§ **Task description**
Print only the lines from the top of the data through the line with "Target: tractor cab", both included, skipping every picture.

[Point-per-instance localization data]
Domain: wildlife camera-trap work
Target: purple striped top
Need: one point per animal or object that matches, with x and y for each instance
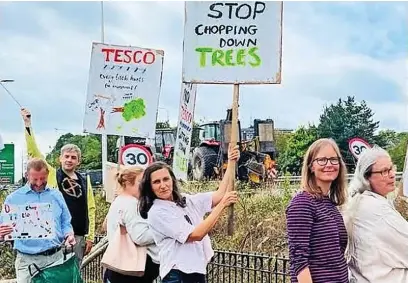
(317, 239)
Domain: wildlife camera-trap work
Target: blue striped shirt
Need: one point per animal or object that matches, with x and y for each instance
(317, 239)
(25, 195)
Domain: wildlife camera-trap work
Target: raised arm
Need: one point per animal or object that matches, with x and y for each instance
(32, 147)
(226, 183)
(91, 216)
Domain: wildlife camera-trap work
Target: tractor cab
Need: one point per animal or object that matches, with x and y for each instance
(164, 143)
(210, 133)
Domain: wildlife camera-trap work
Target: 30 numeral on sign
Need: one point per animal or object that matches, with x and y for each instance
(135, 155)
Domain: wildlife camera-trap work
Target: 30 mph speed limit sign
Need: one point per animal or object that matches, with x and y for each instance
(135, 155)
(357, 146)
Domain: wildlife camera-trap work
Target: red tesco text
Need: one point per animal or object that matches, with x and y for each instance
(128, 56)
(186, 115)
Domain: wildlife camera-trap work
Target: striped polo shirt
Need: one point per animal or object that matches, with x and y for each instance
(317, 239)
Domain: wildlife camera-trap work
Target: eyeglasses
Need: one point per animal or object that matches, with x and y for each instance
(385, 172)
(322, 161)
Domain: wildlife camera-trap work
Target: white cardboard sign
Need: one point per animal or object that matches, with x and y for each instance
(123, 90)
(232, 42)
(184, 130)
(31, 221)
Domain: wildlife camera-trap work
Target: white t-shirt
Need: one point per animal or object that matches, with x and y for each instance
(171, 225)
(379, 251)
(124, 209)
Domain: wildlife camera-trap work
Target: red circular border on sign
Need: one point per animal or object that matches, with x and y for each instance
(135, 146)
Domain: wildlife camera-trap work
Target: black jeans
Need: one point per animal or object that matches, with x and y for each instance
(151, 273)
(176, 276)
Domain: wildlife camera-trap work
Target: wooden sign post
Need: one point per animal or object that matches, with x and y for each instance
(232, 43)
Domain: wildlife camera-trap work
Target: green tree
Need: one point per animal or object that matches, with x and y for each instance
(134, 109)
(291, 158)
(347, 119)
(281, 140)
(387, 139)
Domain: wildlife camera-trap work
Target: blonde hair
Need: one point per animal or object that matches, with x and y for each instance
(37, 164)
(128, 175)
(338, 189)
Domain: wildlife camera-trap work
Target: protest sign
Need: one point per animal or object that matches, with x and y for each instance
(123, 90)
(232, 42)
(184, 130)
(30, 221)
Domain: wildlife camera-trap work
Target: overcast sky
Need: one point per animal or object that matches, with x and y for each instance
(330, 50)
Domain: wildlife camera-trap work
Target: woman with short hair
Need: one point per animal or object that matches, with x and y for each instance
(317, 235)
(378, 234)
(124, 211)
(177, 224)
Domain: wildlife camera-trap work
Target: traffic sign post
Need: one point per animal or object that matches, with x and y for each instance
(135, 155)
(7, 165)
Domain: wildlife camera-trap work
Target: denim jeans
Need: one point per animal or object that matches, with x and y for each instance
(176, 276)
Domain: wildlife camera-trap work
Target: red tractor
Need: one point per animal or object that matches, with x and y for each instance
(164, 143)
(257, 161)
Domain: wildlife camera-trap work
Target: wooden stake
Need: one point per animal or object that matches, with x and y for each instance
(234, 136)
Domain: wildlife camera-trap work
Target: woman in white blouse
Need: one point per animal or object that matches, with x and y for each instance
(124, 210)
(378, 234)
(177, 224)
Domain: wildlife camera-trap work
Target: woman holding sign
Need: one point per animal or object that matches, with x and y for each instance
(177, 221)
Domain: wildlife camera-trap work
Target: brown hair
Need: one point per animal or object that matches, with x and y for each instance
(338, 189)
(37, 164)
(128, 175)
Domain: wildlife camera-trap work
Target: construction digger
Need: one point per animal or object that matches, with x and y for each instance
(258, 155)
(164, 143)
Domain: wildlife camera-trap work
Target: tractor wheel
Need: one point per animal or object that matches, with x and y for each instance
(204, 161)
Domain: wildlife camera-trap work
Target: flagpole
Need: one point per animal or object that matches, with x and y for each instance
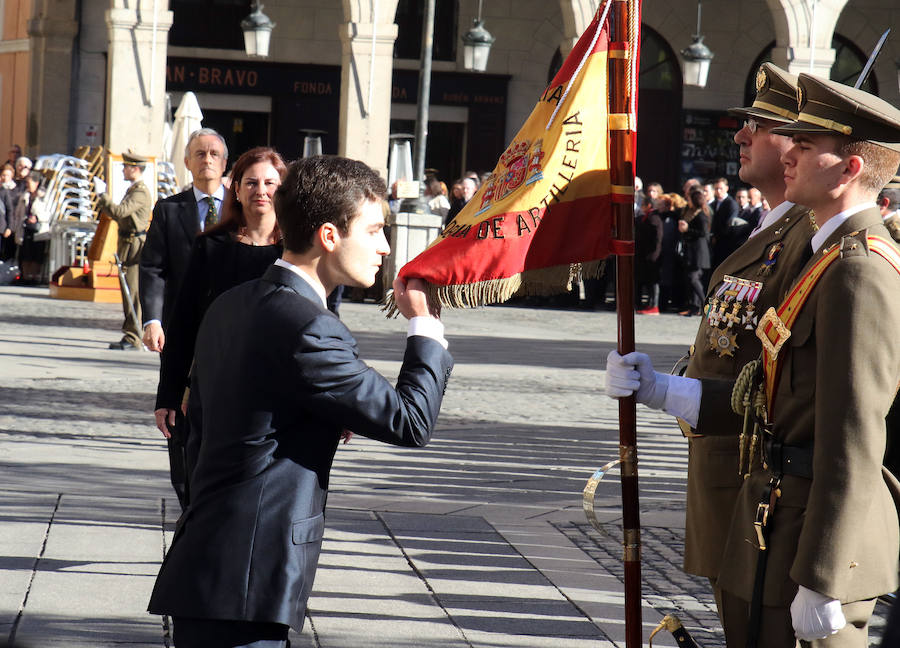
(622, 175)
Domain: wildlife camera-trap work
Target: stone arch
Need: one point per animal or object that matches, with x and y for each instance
(576, 15)
(794, 27)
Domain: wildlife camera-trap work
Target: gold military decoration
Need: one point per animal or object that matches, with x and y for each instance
(762, 81)
(723, 342)
(730, 310)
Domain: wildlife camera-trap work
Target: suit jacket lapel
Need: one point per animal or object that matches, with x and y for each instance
(283, 276)
(189, 215)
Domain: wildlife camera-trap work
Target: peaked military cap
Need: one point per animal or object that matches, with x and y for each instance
(776, 96)
(827, 107)
(133, 159)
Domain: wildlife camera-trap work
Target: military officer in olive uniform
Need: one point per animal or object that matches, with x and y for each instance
(741, 289)
(132, 215)
(829, 520)
(889, 203)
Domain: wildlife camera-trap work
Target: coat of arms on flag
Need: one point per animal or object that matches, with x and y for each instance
(543, 218)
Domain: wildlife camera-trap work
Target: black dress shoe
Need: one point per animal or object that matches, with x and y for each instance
(122, 345)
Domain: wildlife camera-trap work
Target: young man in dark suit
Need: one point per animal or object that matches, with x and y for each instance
(164, 259)
(727, 224)
(276, 380)
(176, 222)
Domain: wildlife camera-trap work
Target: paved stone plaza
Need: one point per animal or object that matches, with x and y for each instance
(478, 540)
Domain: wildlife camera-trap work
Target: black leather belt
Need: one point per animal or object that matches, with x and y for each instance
(788, 460)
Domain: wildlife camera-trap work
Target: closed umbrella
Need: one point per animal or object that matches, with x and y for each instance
(187, 120)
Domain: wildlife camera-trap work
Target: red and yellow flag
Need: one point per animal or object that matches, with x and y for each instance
(544, 216)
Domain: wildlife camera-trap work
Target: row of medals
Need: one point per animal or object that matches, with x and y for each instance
(727, 314)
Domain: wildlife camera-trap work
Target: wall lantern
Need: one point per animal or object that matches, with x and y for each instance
(696, 58)
(477, 45)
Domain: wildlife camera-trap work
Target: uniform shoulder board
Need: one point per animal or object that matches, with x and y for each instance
(855, 244)
(893, 226)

§ **Written solution**
Domain: wildlife camera-trap work
Target: purple striped top
Need: one point per animal or object that matches, with x and y for each instance
(317, 239)
Domain: wildlife camera-trap work
Target: blue striped shirt
Need: one point per animal or object that matches, with x and y for each instance
(317, 239)
(25, 195)
Domain: wildlife camera-trap work
Target: raised arm
Need: one point per animal or object that matches, with x and y for each instance
(32, 147)
(226, 183)
(91, 216)
Domain: wildlife camera-trap work
Target: tractor cab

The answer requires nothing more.